◆ **What you have to do**
Retype the complete listing without any change.

◆ **Data to examine**
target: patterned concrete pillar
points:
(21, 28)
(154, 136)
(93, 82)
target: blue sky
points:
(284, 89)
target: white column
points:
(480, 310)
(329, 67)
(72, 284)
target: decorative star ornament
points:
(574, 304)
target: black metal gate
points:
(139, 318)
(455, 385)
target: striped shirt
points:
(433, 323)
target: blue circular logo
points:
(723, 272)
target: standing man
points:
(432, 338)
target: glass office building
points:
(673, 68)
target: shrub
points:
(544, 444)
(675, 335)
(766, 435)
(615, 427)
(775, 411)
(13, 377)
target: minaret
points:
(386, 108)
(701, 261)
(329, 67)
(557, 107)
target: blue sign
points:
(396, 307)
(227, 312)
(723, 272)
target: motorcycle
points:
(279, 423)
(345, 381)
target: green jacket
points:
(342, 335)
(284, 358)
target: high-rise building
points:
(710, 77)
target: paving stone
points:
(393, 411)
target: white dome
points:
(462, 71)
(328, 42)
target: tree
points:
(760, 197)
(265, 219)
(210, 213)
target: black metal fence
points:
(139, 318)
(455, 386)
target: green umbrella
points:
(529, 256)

◆ **Solution for this exercise**
target: patterned concrete pillar
points:
(21, 28)
(154, 136)
(93, 82)
target: blue sky
points:
(284, 89)
target: white column
points:
(480, 310)
(329, 67)
(72, 284)
target: decorative star ornament
points:
(574, 304)
target: black metal gate
points:
(139, 318)
(455, 385)
target: striped shirt
points:
(433, 323)
target: blue circular logo
points:
(723, 272)
target: standing man
points:
(432, 338)
target: glass office building
points:
(673, 68)
target: shrub
points:
(544, 444)
(675, 335)
(766, 435)
(615, 427)
(775, 411)
(13, 377)
target: minaret
points:
(386, 108)
(701, 261)
(329, 67)
(557, 107)
target: blue sign
points:
(396, 307)
(227, 312)
(723, 272)
target: motorcycle
points:
(279, 423)
(345, 381)
target: green jacket
points:
(342, 335)
(284, 358)
target: high-rise building
points:
(710, 77)
target: paving stone
points:
(393, 411)
target: white dome
points:
(462, 71)
(328, 42)
target: tree
points:
(760, 197)
(265, 219)
(210, 213)
target: black metal fence
points:
(139, 318)
(455, 386)
target: green umbrella
points:
(529, 256)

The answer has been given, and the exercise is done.